EXERCISE INPUTS
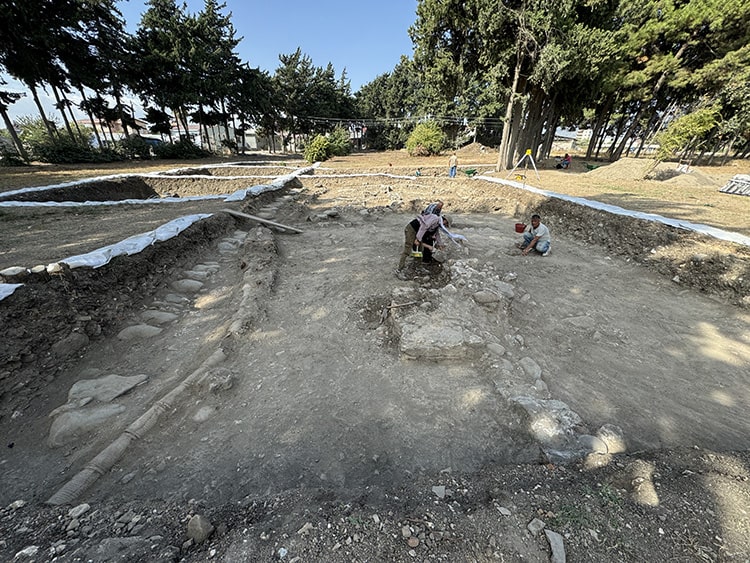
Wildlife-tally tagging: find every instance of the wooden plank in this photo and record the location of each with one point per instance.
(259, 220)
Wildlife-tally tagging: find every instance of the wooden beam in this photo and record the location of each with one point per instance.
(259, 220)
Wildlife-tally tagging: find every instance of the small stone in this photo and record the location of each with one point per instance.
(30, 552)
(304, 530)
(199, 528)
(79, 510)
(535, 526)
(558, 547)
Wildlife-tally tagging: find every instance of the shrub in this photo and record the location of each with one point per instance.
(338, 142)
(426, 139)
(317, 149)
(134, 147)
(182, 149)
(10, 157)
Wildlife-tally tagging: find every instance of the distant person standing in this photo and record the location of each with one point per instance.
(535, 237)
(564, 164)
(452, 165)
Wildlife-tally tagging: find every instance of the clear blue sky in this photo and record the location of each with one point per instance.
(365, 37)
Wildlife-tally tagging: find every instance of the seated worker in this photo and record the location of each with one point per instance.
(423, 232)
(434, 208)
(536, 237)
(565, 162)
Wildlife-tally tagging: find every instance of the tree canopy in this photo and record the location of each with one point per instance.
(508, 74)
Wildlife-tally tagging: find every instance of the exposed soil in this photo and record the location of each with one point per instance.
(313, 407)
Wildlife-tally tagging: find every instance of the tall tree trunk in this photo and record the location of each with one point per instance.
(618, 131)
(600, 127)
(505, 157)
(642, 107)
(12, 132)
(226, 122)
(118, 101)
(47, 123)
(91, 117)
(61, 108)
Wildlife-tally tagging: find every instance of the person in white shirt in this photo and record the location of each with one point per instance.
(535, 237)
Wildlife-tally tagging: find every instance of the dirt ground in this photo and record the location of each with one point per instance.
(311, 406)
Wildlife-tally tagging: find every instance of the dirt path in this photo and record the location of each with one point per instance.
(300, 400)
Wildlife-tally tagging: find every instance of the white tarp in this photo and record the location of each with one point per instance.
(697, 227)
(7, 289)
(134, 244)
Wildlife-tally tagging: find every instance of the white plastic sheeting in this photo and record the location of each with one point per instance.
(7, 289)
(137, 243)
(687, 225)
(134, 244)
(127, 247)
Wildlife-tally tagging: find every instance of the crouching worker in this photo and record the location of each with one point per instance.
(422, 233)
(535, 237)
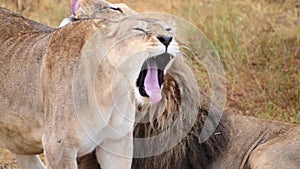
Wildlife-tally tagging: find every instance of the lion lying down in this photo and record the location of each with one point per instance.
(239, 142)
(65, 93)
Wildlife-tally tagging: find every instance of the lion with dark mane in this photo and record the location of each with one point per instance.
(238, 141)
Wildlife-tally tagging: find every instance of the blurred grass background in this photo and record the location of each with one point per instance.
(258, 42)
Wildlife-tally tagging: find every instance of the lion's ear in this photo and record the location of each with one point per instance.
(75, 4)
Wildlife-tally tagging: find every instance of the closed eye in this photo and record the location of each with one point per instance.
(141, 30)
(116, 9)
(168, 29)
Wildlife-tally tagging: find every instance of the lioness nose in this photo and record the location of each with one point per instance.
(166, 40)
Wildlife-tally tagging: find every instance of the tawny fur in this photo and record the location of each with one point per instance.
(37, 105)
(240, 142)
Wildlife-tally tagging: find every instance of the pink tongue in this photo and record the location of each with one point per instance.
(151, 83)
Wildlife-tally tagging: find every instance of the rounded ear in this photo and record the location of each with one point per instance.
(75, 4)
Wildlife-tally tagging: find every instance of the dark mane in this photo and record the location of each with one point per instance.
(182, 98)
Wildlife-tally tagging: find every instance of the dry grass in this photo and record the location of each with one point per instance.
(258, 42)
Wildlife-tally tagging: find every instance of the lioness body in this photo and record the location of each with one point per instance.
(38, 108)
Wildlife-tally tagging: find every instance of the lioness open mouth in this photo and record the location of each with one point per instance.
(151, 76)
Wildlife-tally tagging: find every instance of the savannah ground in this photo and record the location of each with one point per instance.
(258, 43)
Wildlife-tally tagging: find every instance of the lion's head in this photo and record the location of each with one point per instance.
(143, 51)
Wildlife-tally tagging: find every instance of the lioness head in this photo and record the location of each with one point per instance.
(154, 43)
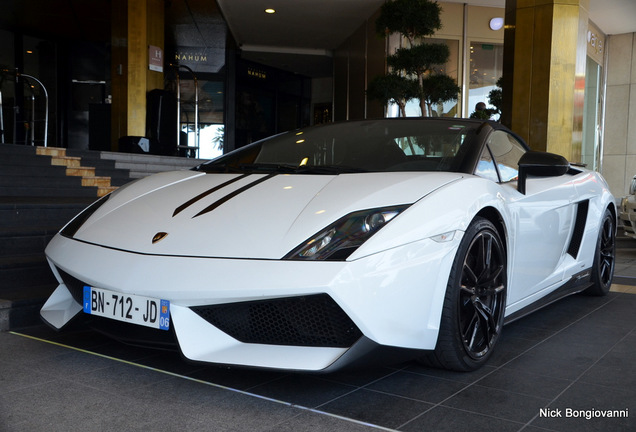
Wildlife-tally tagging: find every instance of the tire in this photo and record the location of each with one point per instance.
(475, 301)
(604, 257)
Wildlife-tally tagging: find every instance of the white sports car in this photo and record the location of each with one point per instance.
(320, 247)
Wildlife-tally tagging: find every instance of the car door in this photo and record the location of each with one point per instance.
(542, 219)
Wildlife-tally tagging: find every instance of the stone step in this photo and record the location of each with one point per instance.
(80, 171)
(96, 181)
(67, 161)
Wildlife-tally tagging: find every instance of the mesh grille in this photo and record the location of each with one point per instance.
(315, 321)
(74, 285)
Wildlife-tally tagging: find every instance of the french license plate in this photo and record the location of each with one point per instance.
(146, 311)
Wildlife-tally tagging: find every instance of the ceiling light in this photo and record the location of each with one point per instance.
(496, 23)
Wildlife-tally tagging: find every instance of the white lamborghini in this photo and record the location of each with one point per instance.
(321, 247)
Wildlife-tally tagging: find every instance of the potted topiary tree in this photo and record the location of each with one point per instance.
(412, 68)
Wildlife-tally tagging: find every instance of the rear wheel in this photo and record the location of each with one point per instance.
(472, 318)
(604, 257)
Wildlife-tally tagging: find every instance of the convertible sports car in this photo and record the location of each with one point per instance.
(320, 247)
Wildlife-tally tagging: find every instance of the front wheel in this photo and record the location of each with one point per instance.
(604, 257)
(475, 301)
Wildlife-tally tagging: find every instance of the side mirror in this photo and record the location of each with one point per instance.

INSTRUCTION
Repeat the lines above word for word, beginning at the line that contains "Wildlife-tally tagging: find every instance of the stone" and continuing through the last line of the records.

THE REPLY
Wildlife-tally tagging: find every instance of the stone step in this photo and record the location of each with one point per instance.
(80, 171)
(96, 181)
(67, 161)
Wildlife-tally tagging: find every instance of the mesh grille in this photo and record the location of each with one point per instance.
(315, 321)
(74, 285)
Wildlife-tally tagging: find every instance of the french license plate in this photo and record the location of each with one point per instance.
(146, 311)
Wildlife-tally tagging: find every instance of the ceiling light in this photo and record the location of each with one point per instance.
(496, 23)
Wildlife-tally tagging: find every instance of the white lamborghini in this photo and record the location of each with one point per instance.
(321, 247)
Wildlife-tally tagging: find every instance of the potted topiary tree in this photo and record the location of each with one point per instance.
(412, 68)
Wildlife-tally tagging: find every instance of the rear wheel in this photo and record the location of each with one point per instance.
(472, 318)
(604, 257)
Wildlife-tally tagging: find every instance of the convertible sports car in this photo and record the location of each with one point per instance.
(320, 247)
Wildlife-tally tagging: find every instance of the front wheel in this photo and record the location of each with one point per instance.
(604, 257)
(475, 301)
Wildlife-tally tagging: find every instance of the side mirror in this photo and record the location of each with one point per instance.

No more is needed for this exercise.